> _PROBLEM DESCRIPTION_: Print the entries below in their entirety, exactly as they are written.

> _RECORDS_:
"""

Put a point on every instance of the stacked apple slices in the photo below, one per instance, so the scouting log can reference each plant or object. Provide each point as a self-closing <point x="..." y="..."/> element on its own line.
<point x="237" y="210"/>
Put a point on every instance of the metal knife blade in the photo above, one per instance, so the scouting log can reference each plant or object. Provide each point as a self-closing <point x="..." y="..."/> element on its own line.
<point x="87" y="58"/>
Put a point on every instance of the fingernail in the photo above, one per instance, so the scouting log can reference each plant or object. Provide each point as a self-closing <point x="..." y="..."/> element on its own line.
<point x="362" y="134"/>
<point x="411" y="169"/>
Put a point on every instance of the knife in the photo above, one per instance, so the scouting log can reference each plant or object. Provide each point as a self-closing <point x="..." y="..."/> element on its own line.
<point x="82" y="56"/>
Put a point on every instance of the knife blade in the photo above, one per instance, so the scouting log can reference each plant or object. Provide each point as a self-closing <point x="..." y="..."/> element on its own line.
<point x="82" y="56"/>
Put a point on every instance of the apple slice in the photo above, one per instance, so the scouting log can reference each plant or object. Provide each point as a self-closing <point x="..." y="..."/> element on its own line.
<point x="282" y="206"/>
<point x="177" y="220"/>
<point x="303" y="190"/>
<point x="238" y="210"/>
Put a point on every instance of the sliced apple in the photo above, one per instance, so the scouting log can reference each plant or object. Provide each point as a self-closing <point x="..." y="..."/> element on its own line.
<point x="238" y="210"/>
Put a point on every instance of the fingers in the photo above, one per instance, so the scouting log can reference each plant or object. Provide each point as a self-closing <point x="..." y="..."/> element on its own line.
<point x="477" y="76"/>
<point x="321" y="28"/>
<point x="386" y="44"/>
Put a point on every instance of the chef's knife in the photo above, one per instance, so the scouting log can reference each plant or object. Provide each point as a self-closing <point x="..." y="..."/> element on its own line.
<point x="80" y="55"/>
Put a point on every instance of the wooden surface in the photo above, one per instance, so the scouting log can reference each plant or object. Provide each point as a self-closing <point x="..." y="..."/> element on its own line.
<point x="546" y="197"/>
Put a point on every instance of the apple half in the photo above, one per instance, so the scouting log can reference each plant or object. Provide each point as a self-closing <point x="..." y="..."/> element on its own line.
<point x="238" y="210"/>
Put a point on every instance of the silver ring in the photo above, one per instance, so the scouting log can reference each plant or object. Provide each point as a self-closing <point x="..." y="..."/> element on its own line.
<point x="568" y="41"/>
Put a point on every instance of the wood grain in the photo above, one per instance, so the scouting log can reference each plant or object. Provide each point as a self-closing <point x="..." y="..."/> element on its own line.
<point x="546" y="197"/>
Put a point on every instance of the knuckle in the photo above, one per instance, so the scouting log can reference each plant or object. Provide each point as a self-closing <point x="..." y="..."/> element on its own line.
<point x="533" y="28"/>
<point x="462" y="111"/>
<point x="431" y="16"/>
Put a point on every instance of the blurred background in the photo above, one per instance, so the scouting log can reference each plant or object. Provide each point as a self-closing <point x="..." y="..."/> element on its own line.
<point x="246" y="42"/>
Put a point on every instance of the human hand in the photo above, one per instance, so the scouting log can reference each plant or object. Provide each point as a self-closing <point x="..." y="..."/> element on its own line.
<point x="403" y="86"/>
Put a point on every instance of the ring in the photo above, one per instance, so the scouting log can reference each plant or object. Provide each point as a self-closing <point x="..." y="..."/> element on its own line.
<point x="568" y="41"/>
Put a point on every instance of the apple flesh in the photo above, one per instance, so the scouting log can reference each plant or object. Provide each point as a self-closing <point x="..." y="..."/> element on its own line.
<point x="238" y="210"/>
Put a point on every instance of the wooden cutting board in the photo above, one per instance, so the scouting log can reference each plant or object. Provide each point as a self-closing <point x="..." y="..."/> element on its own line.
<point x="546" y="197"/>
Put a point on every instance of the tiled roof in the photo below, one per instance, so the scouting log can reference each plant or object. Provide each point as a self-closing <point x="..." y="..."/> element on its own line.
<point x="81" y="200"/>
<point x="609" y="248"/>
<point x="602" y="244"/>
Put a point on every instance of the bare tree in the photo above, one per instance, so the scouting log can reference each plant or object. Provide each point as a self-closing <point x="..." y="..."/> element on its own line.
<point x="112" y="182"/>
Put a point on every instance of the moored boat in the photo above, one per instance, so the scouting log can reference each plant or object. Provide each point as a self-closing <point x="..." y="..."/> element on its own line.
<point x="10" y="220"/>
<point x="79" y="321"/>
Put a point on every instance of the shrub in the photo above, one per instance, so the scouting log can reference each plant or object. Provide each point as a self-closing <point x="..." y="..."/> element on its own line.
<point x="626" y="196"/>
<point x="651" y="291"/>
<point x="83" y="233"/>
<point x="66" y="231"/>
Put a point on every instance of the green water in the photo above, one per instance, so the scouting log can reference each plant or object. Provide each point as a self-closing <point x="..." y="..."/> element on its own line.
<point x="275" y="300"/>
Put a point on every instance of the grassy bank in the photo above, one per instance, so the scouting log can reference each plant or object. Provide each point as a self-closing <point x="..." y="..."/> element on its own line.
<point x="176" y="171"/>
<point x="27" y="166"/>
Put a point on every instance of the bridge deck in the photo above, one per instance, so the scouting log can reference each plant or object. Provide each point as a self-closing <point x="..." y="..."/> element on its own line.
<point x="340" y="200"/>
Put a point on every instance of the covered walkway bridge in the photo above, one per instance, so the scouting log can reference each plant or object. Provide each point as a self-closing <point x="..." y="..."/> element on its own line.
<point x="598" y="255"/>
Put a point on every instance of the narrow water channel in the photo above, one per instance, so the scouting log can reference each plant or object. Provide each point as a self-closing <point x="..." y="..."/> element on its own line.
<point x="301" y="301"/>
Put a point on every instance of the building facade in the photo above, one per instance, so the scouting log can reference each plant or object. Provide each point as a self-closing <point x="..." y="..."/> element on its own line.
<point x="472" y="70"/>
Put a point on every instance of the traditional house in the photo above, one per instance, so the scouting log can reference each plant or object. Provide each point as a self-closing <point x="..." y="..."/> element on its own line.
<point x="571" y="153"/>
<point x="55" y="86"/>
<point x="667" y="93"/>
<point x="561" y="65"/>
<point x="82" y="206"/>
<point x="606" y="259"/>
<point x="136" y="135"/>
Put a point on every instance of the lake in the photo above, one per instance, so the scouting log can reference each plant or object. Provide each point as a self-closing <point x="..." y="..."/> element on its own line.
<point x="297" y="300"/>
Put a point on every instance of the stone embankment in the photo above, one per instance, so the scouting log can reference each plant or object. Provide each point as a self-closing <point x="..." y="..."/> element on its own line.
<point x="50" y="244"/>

"""

> _RESULT_:
Put a point on every instance of the stacked apple slices in the photo below, one per instance, so the scouting log can reference each plant or object. Provide each point as a self-closing <point x="..." y="..."/> element on its own line.
<point x="237" y="210"/>
Put a point on every instance of the metal knife blade in the photo above, one per instance, so the scouting log can reference each plant or object. Provide each point as a self-closing <point x="..." y="..."/> element on its own line.
<point x="87" y="58"/>
Put a point on every instance of the fingernail in the photo above, one per instance, so the scouting log can reference each plant or object. Provide each point as a self-closing <point x="..." y="..."/> element on its own line.
<point x="362" y="134"/>
<point x="411" y="169"/>
Put a point on every instance of the knife in the photo above, one per instance, so the scouting log can reference each plant or object. Provide each point as a self-closing <point x="..." y="..."/> element on its own line.
<point x="82" y="56"/>
Put a point on every instance of the knife blade in the photo above, one per instance, so the scouting log can reference each plant or object. Provide each point as a self-closing <point x="..." y="..."/> element on its own line.
<point x="82" y="56"/>
Put a point on every instance of the apple slice in the photo above, one per instance, so the scouting log can reference each plant or object. Provide each point as a self-closing <point x="..." y="..."/> element on its own line.
<point x="282" y="206"/>
<point x="177" y="220"/>
<point x="303" y="190"/>
<point x="238" y="210"/>
Put a point on every instance of the sliced apple in the photo above, one per instance, so the scouting log can reference each plant or object. Provide each point as a self-closing <point x="..." y="..."/> element on its own line.
<point x="238" y="210"/>
Put a point on every instance of the fingers in the photo above, one per instance, so the scouting log can reference each plant or object. Provide each point as a self-closing <point x="..." y="..."/> element on its own line.
<point x="477" y="76"/>
<point x="321" y="28"/>
<point x="386" y="44"/>
Put a point on every instance of the chef's knife in the photo above, one per instance, so the scouting log can reference each plant or object. Provide each point as a self-closing <point x="..." y="..."/> element on its own line.
<point x="80" y="55"/>
Put a point on every instance of the wooden surface in the photo above, one per instance, so the scouting log can reference each plant or object. Provide each point as a self-closing <point x="..." y="..."/> element on its own line.
<point x="546" y="197"/>
Put a point on every instance of the apple half in the photo above, one per instance, so the scouting log can reference each plant or object. Provide each point as a self-closing <point x="..." y="..."/> element on its own line.
<point x="238" y="210"/>
Put a point on every instance of the silver ring in the photo above, one per instance, so the scouting log can reference each plant or object. Provide each point as a self-closing <point x="..." y="..."/> element on its own line.
<point x="568" y="41"/>
Put a point on every instance of the wood grain in the photo above, one per instance, so the scouting log can reference each plant or object. Provide each point as a self-closing <point x="..." y="..."/> element on its own line.
<point x="546" y="197"/>
Put a point on every instance of the knuckle in the photo above, one per instance, so the scouting log can reference each plant or object. Provide each point as a self-closing <point x="..." y="..."/> element on its own line.
<point x="533" y="28"/>
<point x="462" y="111"/>
<point x="431" y="16"/>
Put a point on every instance of the blurred background in the photo above, one per instance, so the scouting log can reference each plant or object. Provide each point as a self-closing <point x="..." y="..."/> element on its own line.
<point x="246" y="42"/>
Put a point on every instance of the human hand in the photo above, one per instance, so the scouting log can reference each plant or object. Provide each point as a self-closing <point x="..." y="..."/> element on its own line.
<point x="403" y="86"/>
Put a point on every instance of the ring in the photo above, one per instance, so the scouting log can reference each plant or object. Provide each point as a self-closing <point x="..." y="..."/> element on its own line.
<point x="568" y="41"/>
Put a point on every instance of the apple flesh in the photo above, one per instance, so the scouting log can reference each plant or object. Provide each point as a self-closing <point x="..." y="..."/> element on its own line.
<point x="238" y="210"/>
Put a point on every instance of the wooden cutting board in the photo above, one per instance, so the scouting log can reference each plant or object. Provide each point as a self-closing <point x="..." y="..."/> element on its own line.
<point x="546" y="197"/>
Put a point on every instance of the tiled roof in the photo below, one per instance, so the scouting log can reference each plant or object. Provide each point as a self-closing <point x="..." y="..."/> element on its own line.
<point x="81" y="200"/>
<point x="609" y="248"/>
<point x="602" y="244"/>
Put a point on every instance of the bare tree in the photo above, one per instance, so the scouting log can reference each plant or object. Provide each point as a self-closing <point x="..." y="..."/> element on its own line.
<point x="112" y="182"/>
Put a point on every instance of the moored boat in the photo above, one per instance, so the scouting log can reference each plant or object. Provide each point as a self-closing <point x="..." y="..."/> element on its own line.
<point x="10" y="220"/>
<point x="79" y="321"/>
Put a point on every instance of the shrub in the photo above, one per instance, so the scouting log can reference each plant or object. Provide each point as a self-closing <point x="..." y="..."/> element on its own line.
<point x="626" y="196"/>
<point x="651" y="291"/>
<point x="83" y="233"/>
<point x="66" y="231"/>
Put a point on every instance of the green water in the photo above, one per instance, so the scouting log can reference each plant or object. Provide each point as a self-closing <point x="..." y="..."/> element on its own line.
<point x="275" y="300"/>
Put a point on every instance of the grassy bank in the photo above, one per instance, so the scouting log can reference each plant or object. Provide each point as a self-closing <point x="..." y="..."/> element on its own line.
<point x="176" y="171"/>
<point x="27" y="166"/>
Put a point on every instance of the bridge deck in the photo above, one per instance, so the scouting log can reference each plant or object. Provide each point as a self-closing <point x="..." y="..."/> element on its own line.
<point x="340" y="200"/>
Put a point on every instance of the covered walkway bridge in the photo above, one per instance, so the scouting log can reference each plant or object. Provide each point as a self-closing <point x="..." y="..."/> element on its own line.
<point x="598" y="255"/>
Put a point on every instance of the narrow water channel in the photo above, one per instance, so the scouting log can reference each plant or object. Provide each point as a self-closing <point x="..." y="..."/> element on its own line.
<point x="301" y="301"/>
Put a point on every instance of the building facade in the photo above, one per instance, so the scouting log can reference each plant or object. Provide each point as a self-closing <point x="..." y="..."/> element on its own line.
<point x="472" y="70"/>
Put a point on every instance of the traditional house in the photo above, one per instance, so the scouting log can reference each plant or object. Provide each point as a self-closing <point x="..." y="..."/> element on its own line.
<point x="571" y="153"/>
<point x="55" y="86"/>
<point x="667" y="93"/>
<point x="561" y="65"/>
<point x="82" y="206"/>
<point x="606" y="259"/>
<point x="136" y="135"/>
Put a point on every instance of the lake in the photo above, one per instance, so the scouting log can reference each plant or object. Provide each point as a self-closing <point x="..." y="..."/> element on its own line.
<point x="297" y="300"/>
Put a point on every instance of the stone embankment in the photo above, one per instance, so the scouting log can reference each plant or object. Provide each point as a self-closing <point x="..." y="..."/> element on its own line.
<point x="50" y="244"/>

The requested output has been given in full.